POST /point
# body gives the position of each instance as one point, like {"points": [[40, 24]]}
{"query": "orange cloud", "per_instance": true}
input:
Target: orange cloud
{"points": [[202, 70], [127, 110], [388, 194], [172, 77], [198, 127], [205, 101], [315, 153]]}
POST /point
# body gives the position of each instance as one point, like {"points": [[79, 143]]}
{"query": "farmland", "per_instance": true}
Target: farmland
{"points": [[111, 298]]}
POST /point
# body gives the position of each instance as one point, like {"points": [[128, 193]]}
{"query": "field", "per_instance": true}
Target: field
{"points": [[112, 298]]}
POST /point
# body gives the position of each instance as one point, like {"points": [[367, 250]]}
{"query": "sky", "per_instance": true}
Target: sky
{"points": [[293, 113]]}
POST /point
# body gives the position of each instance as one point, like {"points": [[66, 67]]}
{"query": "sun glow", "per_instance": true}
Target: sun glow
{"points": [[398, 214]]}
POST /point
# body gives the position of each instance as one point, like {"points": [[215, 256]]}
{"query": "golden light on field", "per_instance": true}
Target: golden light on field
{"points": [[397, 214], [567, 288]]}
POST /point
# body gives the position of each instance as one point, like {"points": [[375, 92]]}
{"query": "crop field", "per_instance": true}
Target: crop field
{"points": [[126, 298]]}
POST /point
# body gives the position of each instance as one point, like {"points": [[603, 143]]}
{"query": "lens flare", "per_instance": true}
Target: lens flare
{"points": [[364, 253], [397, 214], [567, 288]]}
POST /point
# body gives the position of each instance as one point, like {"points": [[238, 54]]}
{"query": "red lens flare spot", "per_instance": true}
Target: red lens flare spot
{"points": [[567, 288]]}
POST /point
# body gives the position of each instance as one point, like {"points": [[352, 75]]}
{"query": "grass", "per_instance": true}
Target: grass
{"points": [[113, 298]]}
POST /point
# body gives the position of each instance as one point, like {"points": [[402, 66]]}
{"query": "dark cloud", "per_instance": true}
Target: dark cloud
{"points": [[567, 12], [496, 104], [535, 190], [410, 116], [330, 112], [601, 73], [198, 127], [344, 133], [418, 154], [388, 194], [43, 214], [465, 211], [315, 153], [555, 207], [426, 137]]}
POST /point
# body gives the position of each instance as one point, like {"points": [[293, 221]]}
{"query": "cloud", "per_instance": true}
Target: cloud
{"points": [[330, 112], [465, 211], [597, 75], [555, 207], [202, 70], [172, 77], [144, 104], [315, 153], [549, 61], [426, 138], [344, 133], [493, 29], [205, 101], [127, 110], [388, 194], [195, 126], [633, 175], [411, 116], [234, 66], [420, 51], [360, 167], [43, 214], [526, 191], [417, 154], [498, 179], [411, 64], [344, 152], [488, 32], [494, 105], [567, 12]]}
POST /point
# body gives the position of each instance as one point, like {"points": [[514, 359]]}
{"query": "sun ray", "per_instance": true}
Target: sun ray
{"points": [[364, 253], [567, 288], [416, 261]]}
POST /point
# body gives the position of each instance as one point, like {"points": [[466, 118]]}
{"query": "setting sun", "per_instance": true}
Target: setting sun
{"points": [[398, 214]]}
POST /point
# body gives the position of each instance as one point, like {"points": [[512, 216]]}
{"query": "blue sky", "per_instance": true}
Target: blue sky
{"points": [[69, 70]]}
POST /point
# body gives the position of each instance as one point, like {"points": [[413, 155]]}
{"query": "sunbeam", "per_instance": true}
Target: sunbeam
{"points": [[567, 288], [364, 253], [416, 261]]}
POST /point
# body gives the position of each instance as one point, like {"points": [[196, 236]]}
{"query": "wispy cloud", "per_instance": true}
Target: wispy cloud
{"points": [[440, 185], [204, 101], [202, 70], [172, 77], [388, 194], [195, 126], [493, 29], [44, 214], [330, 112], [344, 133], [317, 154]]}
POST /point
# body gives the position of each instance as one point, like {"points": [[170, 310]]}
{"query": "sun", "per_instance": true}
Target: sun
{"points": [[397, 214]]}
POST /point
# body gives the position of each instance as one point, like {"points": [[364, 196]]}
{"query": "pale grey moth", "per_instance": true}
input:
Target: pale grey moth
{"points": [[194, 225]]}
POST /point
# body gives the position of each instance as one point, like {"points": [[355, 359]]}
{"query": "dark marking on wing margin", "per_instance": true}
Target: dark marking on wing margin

# WHAT TO PRODUCE:
Line by line, transcribe the material exactly.

# SOLUTION FOR THIS EXERCISE:
POST /point
# body gives the position of each instance as one point, like {"points": [[40, 24]]}
{"query": "orange cloud", "per_instance": true}
input:
Target: orange cloud
{"points": [[202, 70], [127, 110], [388, 194], [172, 77], [198, 127], [205, 101], [315, 153]]}
POST /point
# body gives the position of each instance as one point, like {"points": [[79, 143]]}
{"query": "farmland", "per_instance": true}
Target: farmland
{"points": [[111, 298]]}
POST /point
# body gives the position of each instance as one point, like {"points": [[128, 193]]}
{"query": "field", "per_instance": true}
Target: field
{"points": [[112, 298]]}
POST /point
# body gives the position of each instance as one point, like {"points": [[367, 250]]}
{"query": "sky", "per_instance": true}
Target: sky
{"points": [[293, 113]]}
POST /point
# body gives the position of each instance as one point, like {"points": [[66, 67]]}
{"query": "sun glow", "per_instance": true}
Target: sun glow
{"points": [[398, 214]]}
POST /point
# body gives the position of each instance as one point, like {"points": [[215, 256]]}
{"query": "golden light on field", "per_instance": true}
Target: golden light on field
{"points": [[397, 214], [567, 288]]}
POST /point
# body gives the position of each instance as one point, like {"points": [[375, 92]]}
{"query": "crop field", "per_instance": true}
Target: crop field
{"points": [[126, 298]]}
POST /point
# body gives the position of each instance as one point, like {"points": [[603, 143]]}
{"query": "lens flare", "per_instance": true}
Target: lens flare
{"points": [[364, 253], [397, 214], [567, 288]]}
POST /point
# body gives the position of each instance as one point, like {"points": [[238, 54]]}
{"query": "red lens flare spot", "per_instance": true}
Target: red lens flare spot
{"points": [[567, 288]]}
POST /point
# body gives the position of each instance as one point, like {"points": [[352, 75]]}
{"query": "grass", "per_instance": true}
Target: grass
{"points": [[113, 298]]}
POST /point
# body gives the position of each instance as one point, like {"points": [[402, 66]]}
{"query": "dark cloud", "per_instance": true}
Target: dark cloud
{"points": [[567, 12], [496, 104], [535, 190], [410, 116], [330, 112], [601, 73], [198, 127], [344, 133], [418, 154], [388, 194], [43, 214], [465, 211], [315, 153], [555, 207], [426, 137]]}
POST /point
# body gives the position of each instance as one point, like {"points": [[293, 221]]}
{"query": "cloud", "per_instance": true}
Target: cloud
{"points": [[330, 112], [465, 211], [597, 75], [555, 207], [202, 70], [172, 77], [144, 104], [315, 153], [549, 61], [426, 138], [344, 133], [493, 29], [205, 101], [127, 110], [388, 194], [195, 126], [633, 175], [411, 116], [234, 66], [420, 51], [360, 167], [43, 214], [526, 191], [417, 154], [498, 179], [411, 64], [344, 152], [488, 32], [494, 105], [567, 12]]}
POST /point
# body gives the position of each instance as one point, like {"points": [[514, 359]]}
{"query": "sun ray", "per_instance": true}
Target: sun ray
{"points": [[364, 253], [567, 288], [416, 261]]}
POST /point
# body gives the position of each instance as one point, like {"points": [[466, 118]]}
{"query": "setting sun", "per_instance": true}
Target: setting sun
{"points": [[398, 214]]}
POST /point
# body gives the position of each instance as one point, like {"points": [[512, 216]]}
{"query": "blue sky", "per_instance": true}
Target: blue sky
{"points": [[69, 70]]}
POST /point
# body gives the position of each instance as one point, like {"points": [[413, 155]]}
{"query": "sunbeam", "per_instance": true}
Target: sunbeam
{"points": [[567, 288], [364, 253], [416, 261]]}
POST /point
# body gives the position of each instance as one point, like {"points": [[196, 236]]}
{"query": "wispy cloud", "per_instance": true}
Target: wispy cloud
{"points": [[440, 185], [204, 101], [202, 70], [172, 77], [388, 194], [195, 126], [493, 29], [44, 214], [330, 112], [344, 133], [317, 154]]}
POST /point
# body gives the position of each instance as one point, like {"points": [[170, 310]]}
{"query": "sun", "per_instance": true}
Target: sun
{"points": [[397, 214]]}
POST /point
# body gives the position of each instance as one point, like {"points": [[364, 196]]}
{"query": "pale grey moth", "per_instance": true}
input:
Target: pale grey moth
{"points": [[194, 225]]}
POST /point
# body gives the position of each instance as one point, like {"points": [[355, 359]]}
{"query": "dark marking on wing margin", "per_instance": true}
Target: dark marking on wing margin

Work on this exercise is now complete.